▶ [Task data]
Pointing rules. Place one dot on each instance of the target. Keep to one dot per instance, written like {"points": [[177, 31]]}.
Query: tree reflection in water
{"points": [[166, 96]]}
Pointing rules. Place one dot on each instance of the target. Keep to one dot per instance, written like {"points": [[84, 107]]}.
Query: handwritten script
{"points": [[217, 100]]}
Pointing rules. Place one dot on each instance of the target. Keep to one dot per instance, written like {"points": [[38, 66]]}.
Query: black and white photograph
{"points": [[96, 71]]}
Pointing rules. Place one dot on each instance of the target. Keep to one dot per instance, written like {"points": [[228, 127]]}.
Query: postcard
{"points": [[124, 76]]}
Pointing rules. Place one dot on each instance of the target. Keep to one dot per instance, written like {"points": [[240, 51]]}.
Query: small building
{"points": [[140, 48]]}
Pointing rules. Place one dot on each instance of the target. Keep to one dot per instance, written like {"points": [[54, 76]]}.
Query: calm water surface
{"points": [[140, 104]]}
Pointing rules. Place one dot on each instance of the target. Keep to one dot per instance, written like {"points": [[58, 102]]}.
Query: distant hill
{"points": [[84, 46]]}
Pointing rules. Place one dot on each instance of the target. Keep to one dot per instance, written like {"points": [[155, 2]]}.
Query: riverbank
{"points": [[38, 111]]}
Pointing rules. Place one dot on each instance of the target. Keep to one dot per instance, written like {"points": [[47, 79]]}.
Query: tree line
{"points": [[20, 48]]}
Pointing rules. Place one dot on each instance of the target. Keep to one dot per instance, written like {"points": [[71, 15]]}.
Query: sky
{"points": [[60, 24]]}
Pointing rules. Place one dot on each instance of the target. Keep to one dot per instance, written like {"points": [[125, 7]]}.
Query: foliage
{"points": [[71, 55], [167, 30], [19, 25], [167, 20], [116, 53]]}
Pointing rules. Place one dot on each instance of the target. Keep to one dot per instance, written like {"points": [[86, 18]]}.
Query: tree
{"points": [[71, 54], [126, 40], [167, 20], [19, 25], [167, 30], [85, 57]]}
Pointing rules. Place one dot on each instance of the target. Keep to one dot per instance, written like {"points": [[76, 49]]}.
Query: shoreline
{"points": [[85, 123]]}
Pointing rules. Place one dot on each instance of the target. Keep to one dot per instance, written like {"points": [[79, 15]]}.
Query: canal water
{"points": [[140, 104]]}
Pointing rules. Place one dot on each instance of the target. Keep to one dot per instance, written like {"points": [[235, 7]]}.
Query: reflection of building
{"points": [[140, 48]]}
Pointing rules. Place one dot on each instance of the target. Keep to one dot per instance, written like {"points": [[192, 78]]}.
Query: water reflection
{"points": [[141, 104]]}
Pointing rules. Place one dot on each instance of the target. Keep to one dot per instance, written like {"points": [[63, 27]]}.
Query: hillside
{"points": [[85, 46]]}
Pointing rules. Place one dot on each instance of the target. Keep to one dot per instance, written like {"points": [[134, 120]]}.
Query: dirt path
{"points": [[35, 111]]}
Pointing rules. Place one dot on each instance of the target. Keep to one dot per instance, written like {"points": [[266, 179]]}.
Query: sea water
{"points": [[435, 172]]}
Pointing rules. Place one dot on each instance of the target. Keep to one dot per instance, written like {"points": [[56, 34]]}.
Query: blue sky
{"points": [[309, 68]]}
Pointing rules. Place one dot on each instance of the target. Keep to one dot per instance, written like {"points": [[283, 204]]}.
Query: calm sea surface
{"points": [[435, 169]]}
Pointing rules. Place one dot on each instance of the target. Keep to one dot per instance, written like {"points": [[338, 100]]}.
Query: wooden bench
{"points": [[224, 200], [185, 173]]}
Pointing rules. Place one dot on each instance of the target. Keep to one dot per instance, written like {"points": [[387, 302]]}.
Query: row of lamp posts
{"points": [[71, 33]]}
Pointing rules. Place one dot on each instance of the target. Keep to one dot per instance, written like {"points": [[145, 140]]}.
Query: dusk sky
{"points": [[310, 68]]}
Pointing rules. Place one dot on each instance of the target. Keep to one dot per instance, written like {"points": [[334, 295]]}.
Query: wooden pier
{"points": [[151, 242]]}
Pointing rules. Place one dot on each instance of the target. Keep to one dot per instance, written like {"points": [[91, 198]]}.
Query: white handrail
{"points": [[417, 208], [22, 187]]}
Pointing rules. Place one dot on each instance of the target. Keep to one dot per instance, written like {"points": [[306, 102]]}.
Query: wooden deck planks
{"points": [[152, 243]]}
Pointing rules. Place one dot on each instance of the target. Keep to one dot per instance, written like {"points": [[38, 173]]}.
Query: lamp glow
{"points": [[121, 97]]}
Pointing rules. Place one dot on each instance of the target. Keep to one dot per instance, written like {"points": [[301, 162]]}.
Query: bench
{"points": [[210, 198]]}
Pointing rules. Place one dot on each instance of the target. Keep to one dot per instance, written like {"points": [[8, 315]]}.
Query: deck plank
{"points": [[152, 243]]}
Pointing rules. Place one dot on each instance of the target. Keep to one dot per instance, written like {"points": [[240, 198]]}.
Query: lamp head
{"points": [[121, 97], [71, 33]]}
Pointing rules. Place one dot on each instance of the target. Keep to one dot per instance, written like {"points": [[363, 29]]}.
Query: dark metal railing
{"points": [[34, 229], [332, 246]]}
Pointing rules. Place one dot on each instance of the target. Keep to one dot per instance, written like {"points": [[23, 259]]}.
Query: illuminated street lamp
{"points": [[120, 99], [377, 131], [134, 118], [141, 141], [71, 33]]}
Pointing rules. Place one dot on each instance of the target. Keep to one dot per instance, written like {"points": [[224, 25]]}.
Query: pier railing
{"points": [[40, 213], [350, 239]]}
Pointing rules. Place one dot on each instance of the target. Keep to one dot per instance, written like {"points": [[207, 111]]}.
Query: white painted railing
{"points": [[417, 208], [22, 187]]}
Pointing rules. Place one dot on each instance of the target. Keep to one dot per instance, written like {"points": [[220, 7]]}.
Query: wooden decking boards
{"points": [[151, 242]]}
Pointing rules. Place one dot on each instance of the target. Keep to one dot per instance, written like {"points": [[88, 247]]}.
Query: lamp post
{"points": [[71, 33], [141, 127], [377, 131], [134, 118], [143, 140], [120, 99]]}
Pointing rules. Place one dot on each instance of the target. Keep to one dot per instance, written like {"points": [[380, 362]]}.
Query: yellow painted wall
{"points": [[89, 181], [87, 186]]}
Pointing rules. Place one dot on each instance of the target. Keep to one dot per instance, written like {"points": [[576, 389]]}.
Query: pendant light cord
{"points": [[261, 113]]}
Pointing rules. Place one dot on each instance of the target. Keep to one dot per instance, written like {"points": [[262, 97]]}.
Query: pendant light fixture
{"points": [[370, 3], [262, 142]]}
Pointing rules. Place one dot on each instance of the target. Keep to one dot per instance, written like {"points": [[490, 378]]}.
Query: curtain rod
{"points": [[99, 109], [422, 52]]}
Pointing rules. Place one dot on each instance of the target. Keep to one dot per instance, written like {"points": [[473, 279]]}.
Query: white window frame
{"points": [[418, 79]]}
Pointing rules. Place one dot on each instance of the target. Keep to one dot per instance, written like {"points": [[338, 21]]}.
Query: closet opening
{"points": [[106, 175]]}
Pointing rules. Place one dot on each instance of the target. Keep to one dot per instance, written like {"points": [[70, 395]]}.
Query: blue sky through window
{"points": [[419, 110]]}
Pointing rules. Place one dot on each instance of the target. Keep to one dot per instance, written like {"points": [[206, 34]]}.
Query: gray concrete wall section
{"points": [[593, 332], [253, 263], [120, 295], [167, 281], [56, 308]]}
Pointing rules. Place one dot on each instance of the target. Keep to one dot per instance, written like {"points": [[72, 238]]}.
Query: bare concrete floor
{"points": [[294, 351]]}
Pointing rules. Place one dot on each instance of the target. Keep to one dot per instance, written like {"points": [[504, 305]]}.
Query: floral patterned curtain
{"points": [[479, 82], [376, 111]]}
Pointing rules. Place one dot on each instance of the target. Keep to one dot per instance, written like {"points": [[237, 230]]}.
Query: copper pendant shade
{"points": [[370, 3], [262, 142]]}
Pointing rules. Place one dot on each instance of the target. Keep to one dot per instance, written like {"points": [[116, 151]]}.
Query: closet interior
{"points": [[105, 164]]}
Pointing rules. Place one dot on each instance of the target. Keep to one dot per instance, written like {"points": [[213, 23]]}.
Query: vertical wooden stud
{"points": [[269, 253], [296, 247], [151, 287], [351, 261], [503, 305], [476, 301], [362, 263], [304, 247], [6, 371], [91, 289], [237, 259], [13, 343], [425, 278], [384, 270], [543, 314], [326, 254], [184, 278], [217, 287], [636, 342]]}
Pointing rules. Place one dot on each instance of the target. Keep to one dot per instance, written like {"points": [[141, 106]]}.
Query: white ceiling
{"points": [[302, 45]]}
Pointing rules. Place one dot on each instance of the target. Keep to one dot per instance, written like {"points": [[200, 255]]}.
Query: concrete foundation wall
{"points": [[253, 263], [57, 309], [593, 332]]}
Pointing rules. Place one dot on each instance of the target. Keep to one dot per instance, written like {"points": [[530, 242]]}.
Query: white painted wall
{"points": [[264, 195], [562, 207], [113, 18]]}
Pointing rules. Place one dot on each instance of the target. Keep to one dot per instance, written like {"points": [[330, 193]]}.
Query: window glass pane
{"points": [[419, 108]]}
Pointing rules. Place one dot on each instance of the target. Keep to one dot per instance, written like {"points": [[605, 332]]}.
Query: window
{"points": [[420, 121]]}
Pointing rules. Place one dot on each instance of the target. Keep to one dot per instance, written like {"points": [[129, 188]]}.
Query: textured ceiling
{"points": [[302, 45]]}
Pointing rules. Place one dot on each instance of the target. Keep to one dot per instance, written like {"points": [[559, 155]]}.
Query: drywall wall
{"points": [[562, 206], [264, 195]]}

▶ [Prompt] Gather every line above that contains the word "building", and copy each one in full.

▶ [Full answer]
Query: small building
Query: reflection of building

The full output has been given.